-- START Extracted data --
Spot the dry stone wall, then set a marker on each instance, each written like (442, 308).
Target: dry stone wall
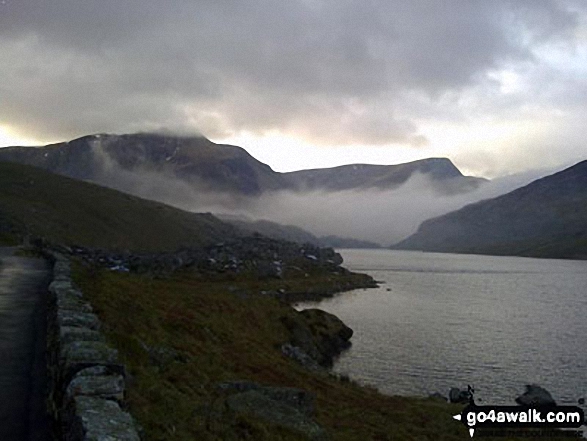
(87, 381)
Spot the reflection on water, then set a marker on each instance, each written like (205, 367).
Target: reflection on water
(445, 320)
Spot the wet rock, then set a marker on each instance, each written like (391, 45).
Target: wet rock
(109, 387)
(95, 419)
(535, 396)
(300, 356)
(438, 396)
(79, 355)
(69, 334)
(455, 395)
(277, 411)
(78, 319)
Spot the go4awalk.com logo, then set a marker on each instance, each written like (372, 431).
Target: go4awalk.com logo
(509, 417)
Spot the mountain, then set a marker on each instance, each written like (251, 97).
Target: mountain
(202, 164)
(67, 211)
(546, 218)
(193, 160)
(292, 233)
(441, 171)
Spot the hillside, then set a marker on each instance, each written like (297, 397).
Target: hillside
(546, 218)
(292, 233)
(67, 211)
(202, 164)
(442, 172)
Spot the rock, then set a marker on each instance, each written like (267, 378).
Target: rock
(68, 334)
(78, 319)
(79, 355)
(535, 396)
(286, 413)
(110, 387)
(455, 395)
(438, 396)
(317, 334)
(300, 356)
(96, 419)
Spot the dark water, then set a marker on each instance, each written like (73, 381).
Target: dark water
(496, 323)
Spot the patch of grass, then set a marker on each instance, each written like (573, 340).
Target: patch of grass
(8, 239)
(222, 331)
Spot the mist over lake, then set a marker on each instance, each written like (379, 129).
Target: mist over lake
(448, 320)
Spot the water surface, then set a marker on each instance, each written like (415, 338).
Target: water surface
(445, 320)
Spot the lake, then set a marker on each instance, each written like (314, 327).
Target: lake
(447, 320)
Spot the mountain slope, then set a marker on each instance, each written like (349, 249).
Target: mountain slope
(546, 218)
(68, 211)
(200, 163)
(293, 233)
(441, 171)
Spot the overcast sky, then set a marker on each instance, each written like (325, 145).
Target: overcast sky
(498, 86)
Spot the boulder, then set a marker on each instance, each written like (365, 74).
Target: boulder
(455, 395)
(96, 419)
(69, 334)
(535, 396)
(280, 407)
(78, 319)
(110, 387)
(437, 396)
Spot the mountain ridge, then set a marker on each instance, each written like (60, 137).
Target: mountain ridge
(546, 218)
(221, 167)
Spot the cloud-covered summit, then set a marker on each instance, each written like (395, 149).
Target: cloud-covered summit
(329, 72)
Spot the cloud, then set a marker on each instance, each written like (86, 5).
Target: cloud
(329, 71)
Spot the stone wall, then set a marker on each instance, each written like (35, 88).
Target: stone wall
(86, 380)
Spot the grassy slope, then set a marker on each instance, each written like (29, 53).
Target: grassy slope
(227, 332)
(226, 336)
(68, 211)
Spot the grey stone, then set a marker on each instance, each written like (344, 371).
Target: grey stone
(110, 387)
(274, 412)
(78, 319)
(79, 355)
(67, 302)
(438, 396)
(300, 356)
(455, 395)
(95, 419)
(89, 351)
(58, 285)
(535, 396)
(68, 334)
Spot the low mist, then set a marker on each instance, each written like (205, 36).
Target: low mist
(381, 216)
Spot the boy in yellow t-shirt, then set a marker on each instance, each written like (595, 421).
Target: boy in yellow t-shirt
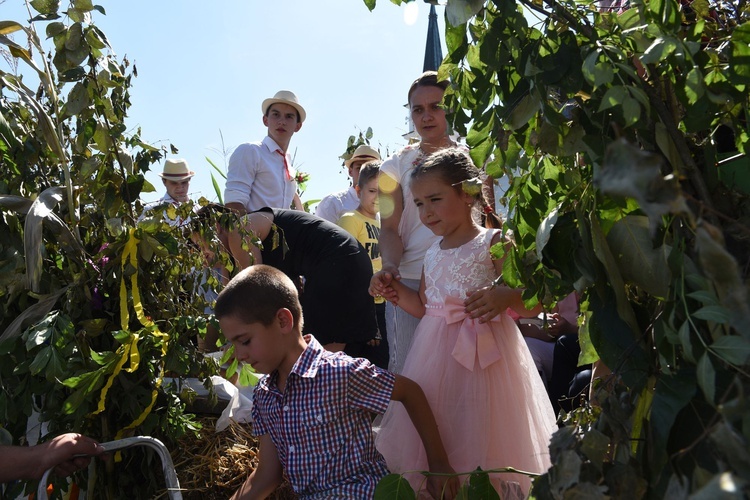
(364, 224)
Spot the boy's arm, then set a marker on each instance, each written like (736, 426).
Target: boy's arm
(391, 246)
(412, 397)
(266, 477)
(240, 177)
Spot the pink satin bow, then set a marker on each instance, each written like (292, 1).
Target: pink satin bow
(475, 339)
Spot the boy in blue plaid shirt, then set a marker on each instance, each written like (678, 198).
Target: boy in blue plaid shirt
(312, 411)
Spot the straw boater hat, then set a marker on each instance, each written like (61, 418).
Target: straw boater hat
(285, 97)
(176, 170)
(363, 153)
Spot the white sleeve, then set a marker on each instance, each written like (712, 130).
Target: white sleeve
(241, 174)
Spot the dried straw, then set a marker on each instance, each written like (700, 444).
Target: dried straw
(215, 464)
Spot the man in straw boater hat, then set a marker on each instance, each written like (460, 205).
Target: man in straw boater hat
(176, 177)
(260, 173)
(334, 205)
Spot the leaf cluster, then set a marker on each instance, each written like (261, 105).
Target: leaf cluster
(100, 307)
(624, 136)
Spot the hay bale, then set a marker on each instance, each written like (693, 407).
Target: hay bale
(214, 465)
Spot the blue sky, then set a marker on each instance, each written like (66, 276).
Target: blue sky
(204, 68)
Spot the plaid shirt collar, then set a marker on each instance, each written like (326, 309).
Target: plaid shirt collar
(306, 365)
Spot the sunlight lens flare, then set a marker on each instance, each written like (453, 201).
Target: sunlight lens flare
(411, 12)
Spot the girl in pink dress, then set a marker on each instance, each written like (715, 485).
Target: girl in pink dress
(468, 354)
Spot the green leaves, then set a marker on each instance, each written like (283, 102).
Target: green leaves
(394, 487)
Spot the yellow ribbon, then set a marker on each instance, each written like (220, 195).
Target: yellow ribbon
(130, 350)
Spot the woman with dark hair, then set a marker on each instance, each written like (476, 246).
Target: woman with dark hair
(403, 238)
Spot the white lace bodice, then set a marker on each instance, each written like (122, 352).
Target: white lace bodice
(457, 271)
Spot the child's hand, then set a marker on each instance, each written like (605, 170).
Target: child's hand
(443, 487)
(380, 286)
(488, 302)
(558, 326)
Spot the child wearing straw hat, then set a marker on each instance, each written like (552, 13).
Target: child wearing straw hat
(176, 177)
(260, 173)
(334, 205)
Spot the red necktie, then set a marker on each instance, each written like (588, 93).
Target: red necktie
(286, 165)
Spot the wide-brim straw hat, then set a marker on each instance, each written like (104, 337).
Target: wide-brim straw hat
(285, 97)
(363, 153)
(176, 170)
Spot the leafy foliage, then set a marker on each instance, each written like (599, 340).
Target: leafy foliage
(98, 309)
(624, 134)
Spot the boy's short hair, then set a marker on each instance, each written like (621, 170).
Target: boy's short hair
(368, 172)
(256, 294)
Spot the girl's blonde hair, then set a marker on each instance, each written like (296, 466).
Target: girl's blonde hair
(455, 168)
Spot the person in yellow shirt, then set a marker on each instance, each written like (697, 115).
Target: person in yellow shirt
(364, 224)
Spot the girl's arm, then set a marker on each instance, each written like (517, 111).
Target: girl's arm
(266, 477)
(411, 301)
(486, 303)
(391, 246)
(410, 394)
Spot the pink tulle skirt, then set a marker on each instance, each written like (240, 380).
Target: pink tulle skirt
(493, 417)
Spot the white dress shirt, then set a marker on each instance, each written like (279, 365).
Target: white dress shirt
(256, 177)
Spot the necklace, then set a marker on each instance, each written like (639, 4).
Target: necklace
(422, 154)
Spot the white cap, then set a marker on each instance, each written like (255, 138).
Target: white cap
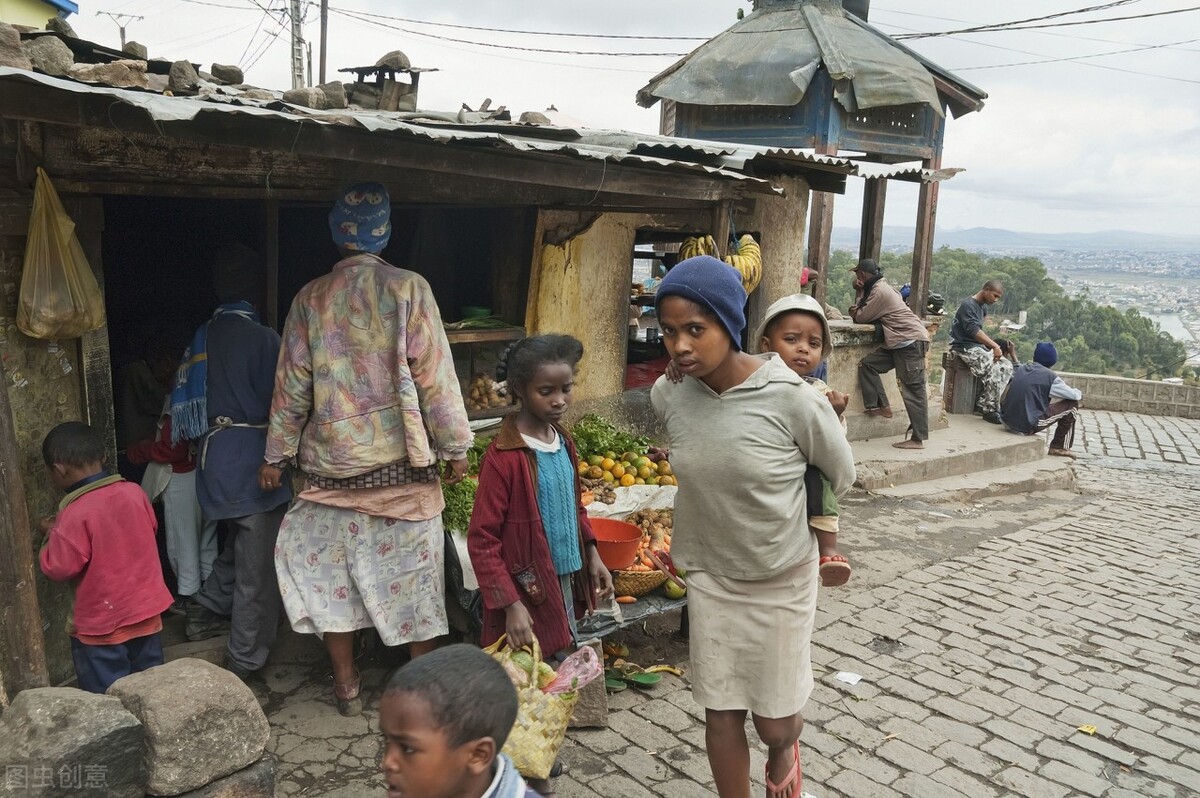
(795, 303)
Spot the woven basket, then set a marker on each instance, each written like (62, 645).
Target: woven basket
(636, 583)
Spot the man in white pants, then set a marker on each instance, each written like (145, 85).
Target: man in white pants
(191, 540)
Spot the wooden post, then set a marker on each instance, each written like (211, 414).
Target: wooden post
(271, 234)
(923, 245)
(21, 619)
(927, 221)
(820, 239)
(875, 195)
(821, 234)
(721, 215)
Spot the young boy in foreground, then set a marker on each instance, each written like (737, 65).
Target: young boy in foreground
(103, 541)
(796, 329)
(444, 718)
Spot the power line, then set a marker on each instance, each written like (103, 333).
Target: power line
(371, 24)
(523, 33)
(504, 47)
(1079, 58)
(1039, 33)
(1013, 25)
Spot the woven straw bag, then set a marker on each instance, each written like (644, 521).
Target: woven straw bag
(541, 720)
(636, 583)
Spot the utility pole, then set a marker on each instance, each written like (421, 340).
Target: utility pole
(118, 19)
(298, 81)
(324, 36)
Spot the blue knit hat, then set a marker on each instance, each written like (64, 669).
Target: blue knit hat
(1045, 354)
(712, 285)
(361, 219)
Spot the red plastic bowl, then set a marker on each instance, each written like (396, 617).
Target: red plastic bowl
(616, 543)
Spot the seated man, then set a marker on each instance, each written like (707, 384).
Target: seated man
(1037, 399)
(985, 358)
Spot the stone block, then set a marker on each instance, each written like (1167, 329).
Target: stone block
(66, 742)
(592, 711)
(256, 781)
(226, 73)
(202, 723)
(183, 78)
(11, 52)
(307, 97)
(119, 75)
(48, 54)
(335, 94)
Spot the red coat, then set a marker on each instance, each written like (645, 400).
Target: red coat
(507, 538)
(103, 543)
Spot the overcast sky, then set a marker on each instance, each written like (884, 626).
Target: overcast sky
(1081, 145)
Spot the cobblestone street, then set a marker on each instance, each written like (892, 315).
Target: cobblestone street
(978, 671)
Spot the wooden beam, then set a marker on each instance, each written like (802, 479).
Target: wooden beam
(923, 241)
(874, 197)
(271, 235)
(23, 665)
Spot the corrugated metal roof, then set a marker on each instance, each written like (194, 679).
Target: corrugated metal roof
(907, 173)
(735, 162)
(769, 57)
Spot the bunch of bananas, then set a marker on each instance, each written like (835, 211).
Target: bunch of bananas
(747, 258)
(694, 247)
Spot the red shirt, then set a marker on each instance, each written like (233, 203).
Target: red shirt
(507, 539)
(103, 541)
(160, 450)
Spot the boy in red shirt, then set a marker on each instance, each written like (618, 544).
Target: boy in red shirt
(103, 541)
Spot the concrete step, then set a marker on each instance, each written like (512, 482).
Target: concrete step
(1045, 474)
(861, 426)
(967, 445)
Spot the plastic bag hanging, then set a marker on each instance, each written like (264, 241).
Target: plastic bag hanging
(59, 297)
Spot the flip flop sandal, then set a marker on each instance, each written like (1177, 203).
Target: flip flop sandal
(347, 697)
(832, 568)
(793, 781)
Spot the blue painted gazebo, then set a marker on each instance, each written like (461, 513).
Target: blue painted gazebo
(815, 75)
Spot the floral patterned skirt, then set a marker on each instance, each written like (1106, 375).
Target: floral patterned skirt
(342, 570)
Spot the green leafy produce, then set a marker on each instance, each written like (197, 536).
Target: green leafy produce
(595, 436)
(460, 502)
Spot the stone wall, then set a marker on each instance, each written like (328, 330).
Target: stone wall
(1137, 395)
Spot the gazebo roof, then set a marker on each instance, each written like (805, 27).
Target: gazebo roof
(771, 57)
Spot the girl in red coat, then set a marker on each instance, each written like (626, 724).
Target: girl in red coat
(529, 539)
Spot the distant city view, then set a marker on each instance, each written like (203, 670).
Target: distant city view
(1157, 276)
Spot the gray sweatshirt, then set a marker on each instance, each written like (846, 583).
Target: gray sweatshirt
(741, 459)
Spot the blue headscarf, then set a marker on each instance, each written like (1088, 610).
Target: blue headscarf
(361, 219)
(1045, 354)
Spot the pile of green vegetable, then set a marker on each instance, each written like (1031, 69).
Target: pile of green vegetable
(595, 436)
(461, 497)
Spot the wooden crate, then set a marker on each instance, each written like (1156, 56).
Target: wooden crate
(960, 388)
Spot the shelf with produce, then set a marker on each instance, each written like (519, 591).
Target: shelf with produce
(493, 335)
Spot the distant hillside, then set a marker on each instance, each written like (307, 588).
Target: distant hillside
(987, 238)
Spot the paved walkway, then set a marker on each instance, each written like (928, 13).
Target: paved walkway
(1011, 624)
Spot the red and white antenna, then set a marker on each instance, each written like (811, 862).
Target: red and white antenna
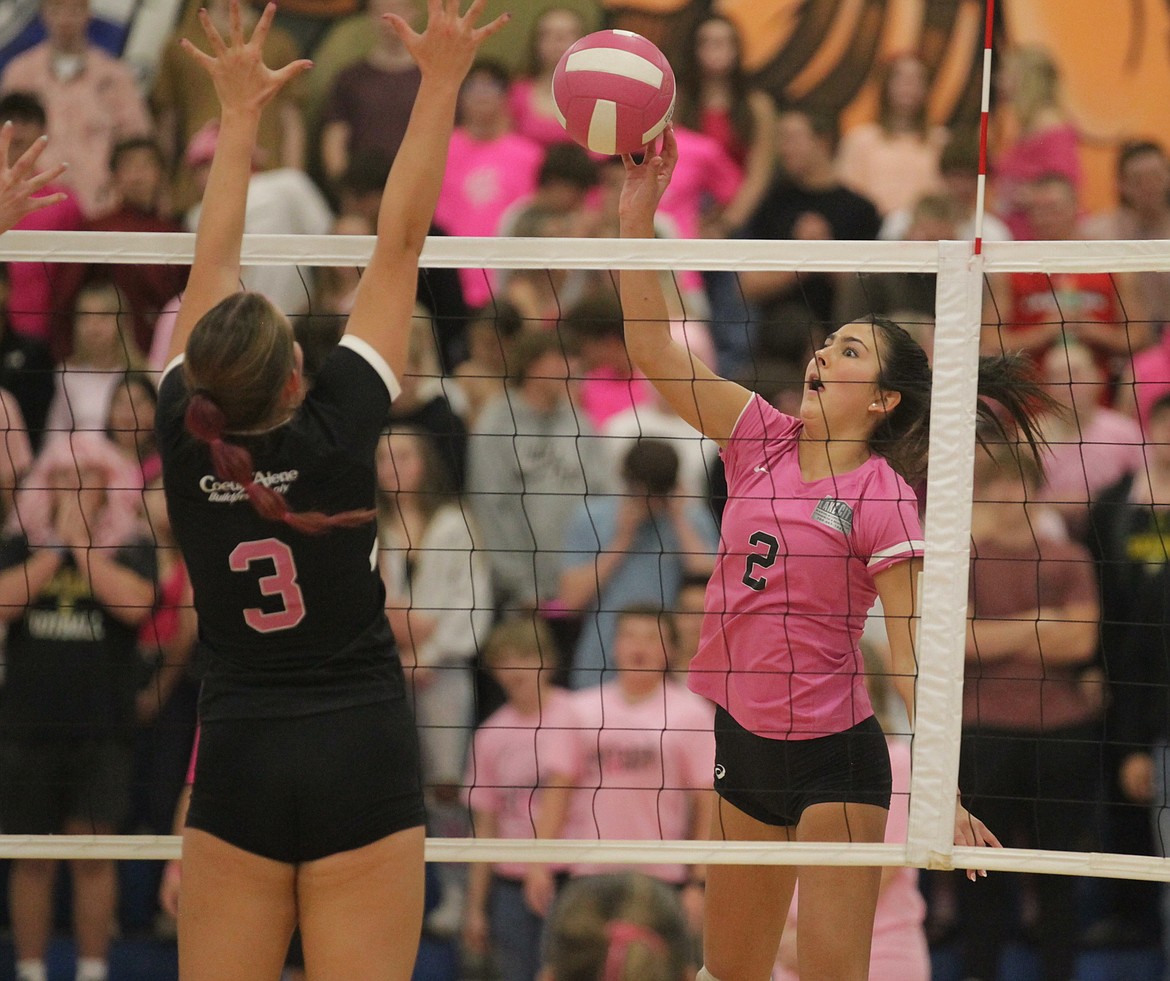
(981, 196)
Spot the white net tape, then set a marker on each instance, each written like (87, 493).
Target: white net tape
(949, 491)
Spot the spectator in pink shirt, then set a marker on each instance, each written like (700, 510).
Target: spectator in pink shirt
(520, 777)
(33, 286)
(611, 384)
(1091, 446)
(489, 167)
(647, 754)
(1045, 142)
(530, 97)
(91, 100)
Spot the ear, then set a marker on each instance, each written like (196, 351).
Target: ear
(885, 403)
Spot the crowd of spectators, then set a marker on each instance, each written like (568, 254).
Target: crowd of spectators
(546, 526)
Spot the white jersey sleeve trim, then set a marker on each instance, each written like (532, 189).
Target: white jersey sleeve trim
(903, 548)
(738, 419)
(377, 362)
-- END Extracted data --
Write the lines out verbatim, from the one with "Spot the white net" through the last line of the entries, and stop there.

Spot the white net tape, then set a marker on each instance, each written like (87, 493).
Target: white net tape
(949, 491)
Spot the spectator in pink shirt, then set a marker on each instance, each written like (700, 510).
Target: spectator in pink shirt
(520, 777)
(33, 286)
(611, 384)
(1091, 446)
(489, 167)
(647, 754)
(1045, 142)
(530, 97)
(91, 100)
Spot the ear, then set a marker on each instance, each written like (196, 351).
Target: ear
(885, 403)
Spot the crowd of spectators, then set a marker on each instance, each written like (568, 254).
Target: crowd of spectators
(546, 526)
Spot the white jersey sleeve trim, then set a marker on each instance, each written like (532, 189).
Target: white jersey sleeve trim
(903, 548)
(738, 419)
(377, 362)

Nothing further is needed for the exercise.